TEXT PROVIDED ->
* start *

Run This Town

I’ve been a Minneapolitan for eight months now, and I’m slowly starting to mark this city as my own. There is much to like here, though I am skeptical as to how real the Miracle really is when one looks into its underbelly, and don’t know how long I’ll stay after my two-year stint here is up. Still, I’ve been coming to know it in my own particular way, as I have in the past with Duluth and Washington: by foot, running its streets in every direction I can, those runs sometimes degenerating into walks when I stray too far afield to keep up the intensity or find something worth watching at a slower pace.

Home base is in a neighborhood known as the Wedge, both for its triangular shape and the way it shoves itself in between the opulent old money homes of Lowry Hill and Lake of the Isles and the diverse, eclectic, and poorer neighborhoods to the east. It gives easy access to downtown to the north or Uptown to the south, the connections all fluid. It’s spring in Minnesota, that time of year we appreciate best, and it’s time to head back out.

* end *

MATERIAL SUPPLIED ->

* start *

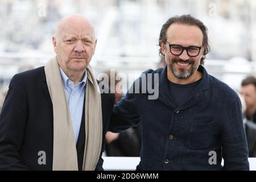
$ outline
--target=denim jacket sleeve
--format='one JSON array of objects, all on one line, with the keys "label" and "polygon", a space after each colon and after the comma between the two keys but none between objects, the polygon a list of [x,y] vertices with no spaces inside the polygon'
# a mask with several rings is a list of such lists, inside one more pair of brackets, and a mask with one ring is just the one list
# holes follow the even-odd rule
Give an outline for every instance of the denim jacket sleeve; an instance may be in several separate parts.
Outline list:
[{"label": "denim jacket sleeve", "polygon": [[226,111],[226,119],[221,124],[223,169],[249,170],[248,147],[242,122],[241,104],[238,96],[227,106]]},{"label": "denim jacket sleeve", "polygon": [[114,106],[109,123],[110,131],[121,132],[139,123],[140,115],[137,111],[139,95],[128,93]]}]

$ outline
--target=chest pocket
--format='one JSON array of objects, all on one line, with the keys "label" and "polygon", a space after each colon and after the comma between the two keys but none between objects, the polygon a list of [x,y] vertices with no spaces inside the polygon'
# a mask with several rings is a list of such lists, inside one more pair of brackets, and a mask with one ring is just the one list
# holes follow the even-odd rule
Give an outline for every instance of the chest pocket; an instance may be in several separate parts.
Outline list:
[{"label": "chest pocket", "polygon": [[190,149],[205,150],[214,142],[216,136],[214,121],[207,123],[192,123],[187,141]]}]

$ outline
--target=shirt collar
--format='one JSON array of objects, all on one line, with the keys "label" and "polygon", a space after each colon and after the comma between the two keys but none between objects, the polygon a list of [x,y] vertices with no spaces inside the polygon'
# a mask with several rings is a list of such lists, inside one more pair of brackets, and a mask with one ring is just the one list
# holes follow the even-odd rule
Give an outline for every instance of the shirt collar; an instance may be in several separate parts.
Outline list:
[{"label": "shirt collar", "polygon": [[[63,70],[61,69],[61,68],[60,67],[59,67],[60,68],[60,75],[61,75],[61,78],[62,78],[62,81],[63,82],[63,85],[64,88],[66,88],[67,85],[68,85],[68,82],[69,81],[71,81],[72,82],[73,82],[67,76],[67,75],[64,73],[64,72],[63,71]],[[82,90],[82,89],[84,88],[84,87],[85,86],[86,83],[86,80],[87,80],[87,72],[86,72],[86,69],[85,69],[85,71],[84,72],[84,77],[82,80],[82,81],[80,82],[79,82],[77,84],[80,84],[80,86],[79,86],[79,89],[80,89],[81,90]]]}]

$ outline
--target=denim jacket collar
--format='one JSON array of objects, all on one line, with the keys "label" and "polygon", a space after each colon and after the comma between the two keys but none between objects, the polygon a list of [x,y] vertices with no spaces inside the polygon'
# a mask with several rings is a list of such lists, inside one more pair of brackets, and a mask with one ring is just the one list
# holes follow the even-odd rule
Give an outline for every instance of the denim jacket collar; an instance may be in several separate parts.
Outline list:
[{"label": "denim jacket collar", "polygon": [[203,73],[201,81],[192,93],[191,97],[188,101],[176,108],[174,104],[175,103],[174,100],[170,93],[169,81],[167,78],[167,67],[166,67],[159,74],[159,99],[162,100],[172,108],[175,108],[175,111],[190,107],[202,101],[207,97],[207,91],[209,90],[209,77],[205,68],[202,65],[199,65],[197,70]]}]

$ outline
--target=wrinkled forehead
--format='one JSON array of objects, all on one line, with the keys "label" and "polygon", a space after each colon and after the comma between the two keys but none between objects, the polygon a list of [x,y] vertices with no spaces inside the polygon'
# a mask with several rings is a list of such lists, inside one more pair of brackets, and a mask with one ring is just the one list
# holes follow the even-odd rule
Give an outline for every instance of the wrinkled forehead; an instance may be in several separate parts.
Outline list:
[{"label": "wrinkled forehead", "polygon": [[89,37],[94,39],[94,30],[92,24],[83,19],[68,19],[60,22],[57,27],[55,36],[64,38],[74,36]]},{"label": "wrinkled forehead", "polygon": [[175,23],[168,28],[166,38],[172,44],[201,46],[203,35],[200,28],[196,26]]}]

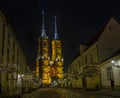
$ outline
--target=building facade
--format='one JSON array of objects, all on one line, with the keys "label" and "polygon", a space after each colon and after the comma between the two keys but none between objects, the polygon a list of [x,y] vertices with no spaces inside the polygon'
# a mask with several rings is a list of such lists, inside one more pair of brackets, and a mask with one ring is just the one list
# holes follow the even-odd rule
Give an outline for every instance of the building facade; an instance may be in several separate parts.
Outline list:
[{"label": "building facade", "polygon": [[40,77],[42,86],[47,86],[51,85],[54,80],[59,83],[59,79],[63,78],[63,55],[61,40],[57,33],[56,17],[55,33],[51,42],[45,31],[44,12],[42,12],[42,19],[42,33],[39,37],[36,58],[36,75]]},{"label": "building facade", "polygon": [[[88,45],[80,45],[80,55],[70,64],[67,72],[70,86],[85,89],[111,88],[111,81],[114,81],[115,88],[120,88],[120,58],[117,52],[120,49],[119,36],[120,25],[111,18]],[[112,56],[115,53],[117,55]],[[117,66],[112,66],[112,59],[115,59],[114,64]]]},{"label": "building facade", "polygon": [[25,53],[6,17],[0,11],[0,93],[15,94],[28,73]]}]

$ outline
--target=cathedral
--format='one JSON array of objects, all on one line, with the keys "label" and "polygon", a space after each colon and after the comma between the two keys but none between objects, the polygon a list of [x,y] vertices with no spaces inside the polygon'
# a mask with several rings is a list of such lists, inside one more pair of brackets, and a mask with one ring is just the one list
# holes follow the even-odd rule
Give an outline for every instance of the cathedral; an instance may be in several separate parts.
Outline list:
[{"label": "cathedral", "polygon": [[61,40],[57,32],[55,16],[54,37],[50,41],[45,31],[44,11],[42,11],[42,31],[38,39],[38,51],[36,57],[36,75],[41,79],[42,86],[51,85],[53,81],[63,79],[63,64]]}]

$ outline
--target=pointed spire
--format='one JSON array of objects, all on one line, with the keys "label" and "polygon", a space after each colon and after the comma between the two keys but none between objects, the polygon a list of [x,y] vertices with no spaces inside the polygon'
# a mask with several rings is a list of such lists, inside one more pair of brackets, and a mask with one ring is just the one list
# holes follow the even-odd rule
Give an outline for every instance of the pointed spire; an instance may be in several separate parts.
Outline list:
[{"label": "pointed spire", "polygon": [[46,36],[46,32],[45,32],[45,23],[44,23],[44,11],[42,11],[42,33],[41,33],[41,37],[45,37]]},{"label": "pointed spire", "polygon": [[56,16],[55,16],[55,33],[54,33],[54,39],[58,39]]}]

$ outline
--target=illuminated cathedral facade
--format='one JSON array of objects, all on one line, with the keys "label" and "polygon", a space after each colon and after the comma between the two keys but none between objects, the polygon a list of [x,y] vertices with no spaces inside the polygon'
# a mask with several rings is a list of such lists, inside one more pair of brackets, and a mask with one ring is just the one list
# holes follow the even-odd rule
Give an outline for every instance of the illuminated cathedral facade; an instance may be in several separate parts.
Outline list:
[{"label": "illuminated cathedral facade", "polygon": [[54,38],[49,41],[49,37],[45,31],[44,12],[42,12],[42,31],[38,39],[38,52],[36,57],[36,75],[40,77],[42,85],[50,85],[54,80],[63,79],[64,60],[61,40],[57,33],[56,17]]}]

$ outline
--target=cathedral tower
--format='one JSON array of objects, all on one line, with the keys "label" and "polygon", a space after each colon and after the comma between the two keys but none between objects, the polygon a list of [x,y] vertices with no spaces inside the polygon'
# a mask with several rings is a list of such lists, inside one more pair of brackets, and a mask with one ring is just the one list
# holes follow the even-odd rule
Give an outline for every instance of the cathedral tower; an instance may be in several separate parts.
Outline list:
[{"label": "cathedral tower", "polygon": [[[38,53],[36,58],[36,75],[42,80],[42,86],[50,85],[54,80],[63,79],[63,56],[61,40],[57,33],[55,17],[55,32],[49,47],[49,37],[45,32],[44,12],[42,12],[42,31],[38,40]],[[51,44],[50,44],[51,45]],[[50,58],[50,50],[52,52]]]},{"label": "cathedral tower", "polygon": [[49,38],[45,32],[44,12],[42,12],[42,33],[38,41],[38,55],[36,58],[36,75],[42,79],[42,84],[51,83],[50,78]]},{"label": "cathedral tower", "polygon": [[63,78],[63,56],[62,56],[62,46],[61,40],[59,39],[57,32],[57,23],[55,16],[55,31],[54,39],[52,40],[52,61],[54,62],[53,67],[55,69],[55,76],[58,79]]}]

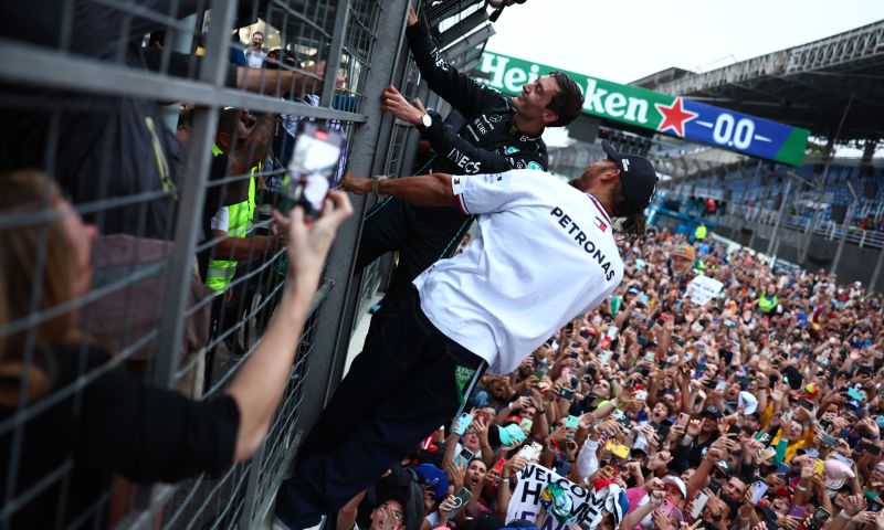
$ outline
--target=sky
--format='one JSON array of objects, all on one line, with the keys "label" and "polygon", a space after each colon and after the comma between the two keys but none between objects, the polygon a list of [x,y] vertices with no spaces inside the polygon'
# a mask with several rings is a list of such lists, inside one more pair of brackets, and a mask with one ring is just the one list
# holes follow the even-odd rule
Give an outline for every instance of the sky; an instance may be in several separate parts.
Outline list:
[{"label": "sky", "polygon": [[884,0],[527,0],[487,50],[615,83],[707,72],[884,19]]}]

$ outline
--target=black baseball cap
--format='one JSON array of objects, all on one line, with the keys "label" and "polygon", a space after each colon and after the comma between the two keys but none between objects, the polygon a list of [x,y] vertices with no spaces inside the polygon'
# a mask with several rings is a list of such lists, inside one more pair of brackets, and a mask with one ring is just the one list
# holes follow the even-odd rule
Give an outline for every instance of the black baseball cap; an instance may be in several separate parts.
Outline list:
[{"label": "black baseball cap", "polygon": [[644,157],[618,151],[608,140],[601,141],[601,148],[608,153],[608,159],[613,160],[620,170],[623,202],[618,208],[618,213],[631,215],[648,208],[654,197],[659,180],[654,165]]}]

* end *

GIVEN INSTRUCTION -> Continue the essay above about running through Minneapolis, picking up after its final sentence.

TASK RESULT ->
My best-worn route sends me on an architecture tour of the fine homes wrapping around the lakes, though someone long ago had the good sense to save the lakeshore for the public, leaving us with promenades for bikers and walkers, there to see the wealth and to be seen themselves. I’ll meander off the running paths and into the quiet streets beyond, past the Mary Tyler Moore house and out to a landing on Cedar Lake, or over the crest of Lowry Hill and down by the Blake School, one whose façade I’d admire if not for my unshakable pride in that brick building overlooking Lake Superior back home. The Walker Art Center is there, complete with sculpture garden and iconic cherry; just beyond is the Parade Ice Garden, home to Minneapolis hockey, such as it is. Beneath the overpass and over a footbridge is Bryn Mawr Meadows, its ballfields turned to cricket pitches by the latest wave of immigrants.

Beyond the dandelion fountain in Loring Park Downtown stirs to life, as the sunlight sucks people out of the skywalks and on to the streets. The restaurants bring back their outdoor seating, and Target Field opens its doors to further Twins mediocrity. Nicollet Mall bustles, though it’s hard to keep up any speed with all the stoplights and traffic; in time, I make my way up along the riverfront, finally open to the city as the centerpiece it deserves to be. Further down, past the scores of new apartments, the Guthrie Theater, and the rising shell of that financial monstrosity of a football stadium lies the University of Minnesota campus, ideal for springtime people-watching, as everyone emerges from whatever room or study hole or bar they’ve ensconced themselves in over the past year and revels in the sunlight.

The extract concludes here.